---------- Records to process

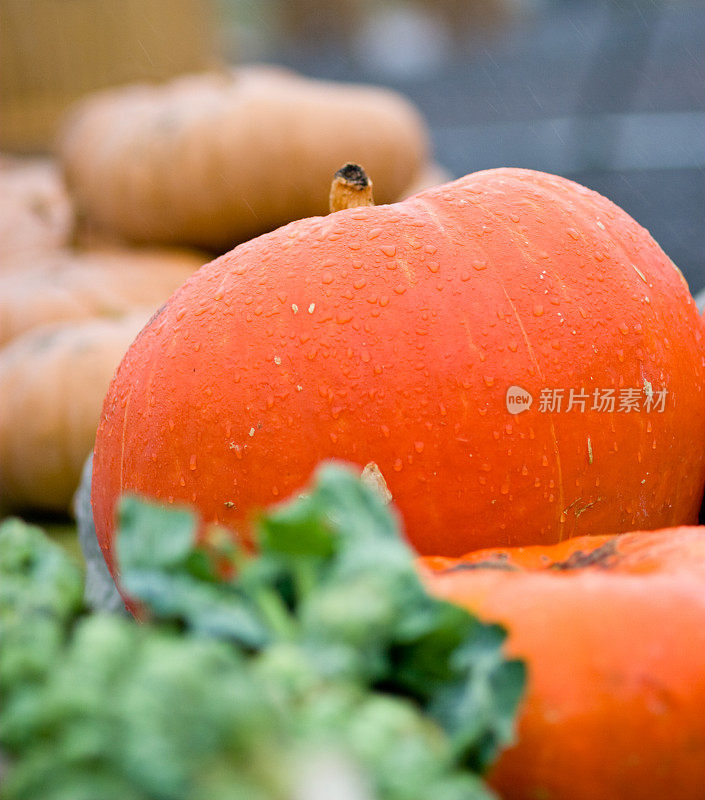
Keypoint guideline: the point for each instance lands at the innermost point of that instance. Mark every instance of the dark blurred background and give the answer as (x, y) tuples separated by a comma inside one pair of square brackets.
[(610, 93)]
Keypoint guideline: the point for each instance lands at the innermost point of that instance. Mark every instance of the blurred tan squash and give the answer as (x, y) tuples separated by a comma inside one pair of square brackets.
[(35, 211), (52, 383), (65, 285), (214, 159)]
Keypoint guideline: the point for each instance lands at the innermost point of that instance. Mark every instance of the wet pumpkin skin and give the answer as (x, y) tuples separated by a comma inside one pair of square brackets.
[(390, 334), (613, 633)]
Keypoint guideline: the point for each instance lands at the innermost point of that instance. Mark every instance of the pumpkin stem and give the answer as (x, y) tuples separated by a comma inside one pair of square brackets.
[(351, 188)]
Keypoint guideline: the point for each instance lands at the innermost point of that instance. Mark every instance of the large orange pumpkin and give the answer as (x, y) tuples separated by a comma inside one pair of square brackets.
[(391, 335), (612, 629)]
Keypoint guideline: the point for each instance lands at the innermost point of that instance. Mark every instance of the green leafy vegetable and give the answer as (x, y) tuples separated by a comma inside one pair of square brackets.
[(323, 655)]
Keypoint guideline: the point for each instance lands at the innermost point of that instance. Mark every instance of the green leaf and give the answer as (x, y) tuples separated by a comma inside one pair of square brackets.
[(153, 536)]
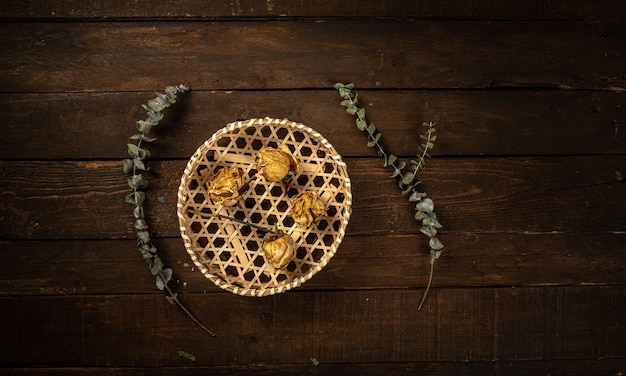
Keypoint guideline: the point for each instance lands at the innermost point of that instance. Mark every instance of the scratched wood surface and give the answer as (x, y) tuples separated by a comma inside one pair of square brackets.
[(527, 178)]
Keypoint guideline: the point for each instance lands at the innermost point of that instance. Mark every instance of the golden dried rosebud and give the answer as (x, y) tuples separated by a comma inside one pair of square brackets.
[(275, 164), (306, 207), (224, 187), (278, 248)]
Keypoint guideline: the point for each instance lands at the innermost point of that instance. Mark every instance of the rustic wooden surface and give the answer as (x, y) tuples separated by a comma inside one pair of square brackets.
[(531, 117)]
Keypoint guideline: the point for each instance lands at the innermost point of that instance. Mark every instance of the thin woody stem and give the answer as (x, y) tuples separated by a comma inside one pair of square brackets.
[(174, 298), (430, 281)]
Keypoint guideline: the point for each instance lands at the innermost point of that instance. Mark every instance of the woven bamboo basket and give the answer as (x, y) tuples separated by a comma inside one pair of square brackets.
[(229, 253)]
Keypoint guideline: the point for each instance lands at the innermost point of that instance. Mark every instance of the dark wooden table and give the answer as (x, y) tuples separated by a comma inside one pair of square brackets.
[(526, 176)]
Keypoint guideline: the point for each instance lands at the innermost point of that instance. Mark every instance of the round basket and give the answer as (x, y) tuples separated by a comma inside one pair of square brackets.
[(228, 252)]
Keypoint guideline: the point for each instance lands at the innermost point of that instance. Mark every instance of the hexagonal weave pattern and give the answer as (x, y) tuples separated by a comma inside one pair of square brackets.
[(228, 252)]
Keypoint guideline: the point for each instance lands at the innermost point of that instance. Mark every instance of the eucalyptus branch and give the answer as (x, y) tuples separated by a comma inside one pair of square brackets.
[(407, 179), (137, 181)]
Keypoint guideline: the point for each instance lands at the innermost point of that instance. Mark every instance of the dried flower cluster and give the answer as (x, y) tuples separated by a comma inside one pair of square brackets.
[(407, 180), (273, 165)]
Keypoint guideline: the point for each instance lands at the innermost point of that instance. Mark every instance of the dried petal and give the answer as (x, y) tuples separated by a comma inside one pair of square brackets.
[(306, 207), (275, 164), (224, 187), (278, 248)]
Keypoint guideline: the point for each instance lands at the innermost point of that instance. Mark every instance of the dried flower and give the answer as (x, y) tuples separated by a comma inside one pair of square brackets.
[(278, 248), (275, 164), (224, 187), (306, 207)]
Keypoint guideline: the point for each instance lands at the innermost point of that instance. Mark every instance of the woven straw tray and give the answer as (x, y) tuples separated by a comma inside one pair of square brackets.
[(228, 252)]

--------------------
---------- Records to process

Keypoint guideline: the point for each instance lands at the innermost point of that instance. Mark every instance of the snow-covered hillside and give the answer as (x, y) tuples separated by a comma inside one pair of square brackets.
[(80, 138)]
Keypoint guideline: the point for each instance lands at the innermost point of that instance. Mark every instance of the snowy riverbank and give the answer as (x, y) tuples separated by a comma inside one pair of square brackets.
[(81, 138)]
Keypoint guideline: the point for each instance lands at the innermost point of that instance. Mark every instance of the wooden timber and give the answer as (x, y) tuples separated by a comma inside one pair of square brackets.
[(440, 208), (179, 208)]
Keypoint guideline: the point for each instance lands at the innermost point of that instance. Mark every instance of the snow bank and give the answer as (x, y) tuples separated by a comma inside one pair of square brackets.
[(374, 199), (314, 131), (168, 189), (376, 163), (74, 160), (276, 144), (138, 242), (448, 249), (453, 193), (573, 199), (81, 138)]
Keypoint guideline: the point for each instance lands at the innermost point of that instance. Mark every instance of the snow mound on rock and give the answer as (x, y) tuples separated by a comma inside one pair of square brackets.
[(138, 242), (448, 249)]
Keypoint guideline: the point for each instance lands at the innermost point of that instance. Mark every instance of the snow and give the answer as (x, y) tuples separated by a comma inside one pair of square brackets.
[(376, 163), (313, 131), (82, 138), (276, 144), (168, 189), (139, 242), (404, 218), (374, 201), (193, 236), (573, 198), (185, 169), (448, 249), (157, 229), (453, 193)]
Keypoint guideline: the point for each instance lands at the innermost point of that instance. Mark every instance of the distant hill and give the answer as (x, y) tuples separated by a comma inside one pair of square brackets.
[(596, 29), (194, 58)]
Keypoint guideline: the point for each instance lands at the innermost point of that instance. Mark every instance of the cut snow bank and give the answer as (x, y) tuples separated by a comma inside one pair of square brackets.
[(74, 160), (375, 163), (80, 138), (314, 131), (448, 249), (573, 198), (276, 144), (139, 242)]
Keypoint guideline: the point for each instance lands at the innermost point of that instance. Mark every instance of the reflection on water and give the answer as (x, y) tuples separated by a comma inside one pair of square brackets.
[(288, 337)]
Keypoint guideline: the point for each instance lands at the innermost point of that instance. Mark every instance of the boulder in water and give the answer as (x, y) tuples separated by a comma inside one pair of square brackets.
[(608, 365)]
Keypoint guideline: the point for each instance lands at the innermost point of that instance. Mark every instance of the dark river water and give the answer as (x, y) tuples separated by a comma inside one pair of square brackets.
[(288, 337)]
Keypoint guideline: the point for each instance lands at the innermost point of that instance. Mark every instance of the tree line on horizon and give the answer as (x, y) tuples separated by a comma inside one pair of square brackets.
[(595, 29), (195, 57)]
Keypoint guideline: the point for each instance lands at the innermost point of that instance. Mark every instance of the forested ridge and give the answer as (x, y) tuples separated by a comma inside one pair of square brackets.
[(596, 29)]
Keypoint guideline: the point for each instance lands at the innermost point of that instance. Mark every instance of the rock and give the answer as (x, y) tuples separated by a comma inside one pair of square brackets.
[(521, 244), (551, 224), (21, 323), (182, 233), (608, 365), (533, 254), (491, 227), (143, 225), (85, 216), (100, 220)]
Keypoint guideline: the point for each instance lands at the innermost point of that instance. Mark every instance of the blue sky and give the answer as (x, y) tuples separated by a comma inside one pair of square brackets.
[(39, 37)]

--------------------
---------- Records to process

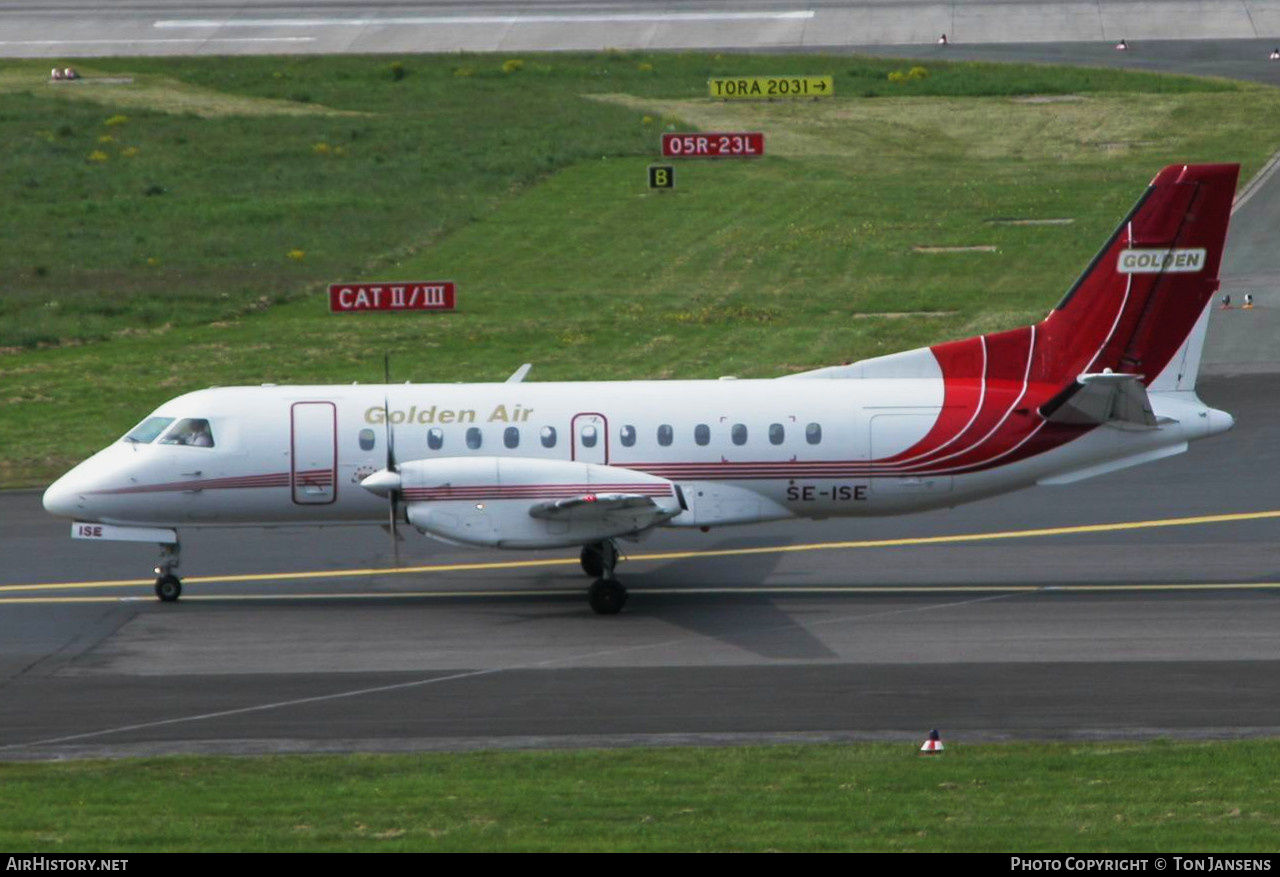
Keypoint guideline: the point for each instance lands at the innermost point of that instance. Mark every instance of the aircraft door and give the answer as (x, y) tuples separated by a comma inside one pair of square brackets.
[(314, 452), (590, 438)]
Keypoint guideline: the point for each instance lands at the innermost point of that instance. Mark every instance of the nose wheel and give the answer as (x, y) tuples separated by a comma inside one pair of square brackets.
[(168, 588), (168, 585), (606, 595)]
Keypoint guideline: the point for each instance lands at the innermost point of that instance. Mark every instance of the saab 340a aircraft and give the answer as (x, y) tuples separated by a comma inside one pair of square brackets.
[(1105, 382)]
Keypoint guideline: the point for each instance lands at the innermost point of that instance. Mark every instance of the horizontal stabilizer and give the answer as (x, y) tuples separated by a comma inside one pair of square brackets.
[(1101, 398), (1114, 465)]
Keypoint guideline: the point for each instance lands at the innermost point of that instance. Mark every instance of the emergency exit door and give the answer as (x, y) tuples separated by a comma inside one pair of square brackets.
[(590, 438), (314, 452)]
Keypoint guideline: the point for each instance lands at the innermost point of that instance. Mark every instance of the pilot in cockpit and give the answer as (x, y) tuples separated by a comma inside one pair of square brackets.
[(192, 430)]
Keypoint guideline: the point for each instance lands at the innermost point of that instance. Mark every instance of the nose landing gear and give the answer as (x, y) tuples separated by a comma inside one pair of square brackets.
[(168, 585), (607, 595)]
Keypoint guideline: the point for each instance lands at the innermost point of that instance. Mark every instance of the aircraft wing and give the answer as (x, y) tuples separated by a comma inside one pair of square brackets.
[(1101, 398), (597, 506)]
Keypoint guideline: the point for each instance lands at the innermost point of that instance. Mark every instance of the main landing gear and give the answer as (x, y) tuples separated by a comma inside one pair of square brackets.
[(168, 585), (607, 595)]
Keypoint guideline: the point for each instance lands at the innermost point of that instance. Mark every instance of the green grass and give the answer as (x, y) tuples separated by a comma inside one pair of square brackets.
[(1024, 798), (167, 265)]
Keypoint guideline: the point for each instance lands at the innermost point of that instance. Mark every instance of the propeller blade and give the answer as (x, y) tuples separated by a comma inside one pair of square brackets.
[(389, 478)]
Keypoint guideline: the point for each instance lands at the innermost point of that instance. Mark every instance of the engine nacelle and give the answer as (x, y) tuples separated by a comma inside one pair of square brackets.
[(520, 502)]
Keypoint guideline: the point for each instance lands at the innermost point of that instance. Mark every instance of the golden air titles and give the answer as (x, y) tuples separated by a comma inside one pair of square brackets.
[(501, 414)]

--------------------

Aim of the task> List every line in the records above that contains the word "water", treating uppercase and lowercase as different.

Exercise result>
Keypoint guideline: the point for each instance lands at the innermost point of that instance. Mark every instance of the reflection on water and give the answer as (x, y) tuples separated by a comma inside one pair of square brackets.
Keypoint guideline: the point for each instance lands at the innermost point of that instance. Mark every instance of the boulder in water and give the answer as (x, y) tuples separated by a comma inside one pair of square brackets.
Keypoint guideline: the point for each instance lands at the innermost point of that instance. Mark every instance of the dark river water and give the answer as (x, y) tuples separated by a comma inside one pair of square brackets.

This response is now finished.